Directions — Convert each line of the data below into a row of a Markdown table with the columns "Row" and "Line", skipping any blank lines.

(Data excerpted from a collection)

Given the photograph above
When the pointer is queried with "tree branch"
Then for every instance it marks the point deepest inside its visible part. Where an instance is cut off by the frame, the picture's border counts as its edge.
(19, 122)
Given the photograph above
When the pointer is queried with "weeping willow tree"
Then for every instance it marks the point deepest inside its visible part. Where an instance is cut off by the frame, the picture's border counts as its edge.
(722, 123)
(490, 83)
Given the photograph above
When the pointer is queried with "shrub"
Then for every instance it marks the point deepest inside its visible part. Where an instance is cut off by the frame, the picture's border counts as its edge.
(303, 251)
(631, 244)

Answer for the task —
| Row | Line |
|---|---|
| 1 | Given the photograph above |
| 2 | When the pointer is queried with "tree branch" |
| 3 | Then for every instance it marks the point deepest inside its visible part. Where an instance is cut off by the frame, the picture's border counts as its edge. |
| 4 | (19, 122) |
| 5 | Given the photograph above |
| 6 | When the pointer is queried with "weeping willow tree" |
| 7 | Then for every instance it marks the point deepest inside its visible part. Where an instance is cut off by the frame, the picture's border counts as its edge. |
| 8 | (722, 123) |
| 9 | (490, 83) |
| 10 | Given the photograph above |
| 11 | When the pointer is queried with "shrub" |
| 12 | Then for every instance it marks the point deepest inside its visible part. Where an instance is cut off by the frame, the picture's border counts as its edge. |
| 13 | (303, 251) |
| 14 | (631, 244) |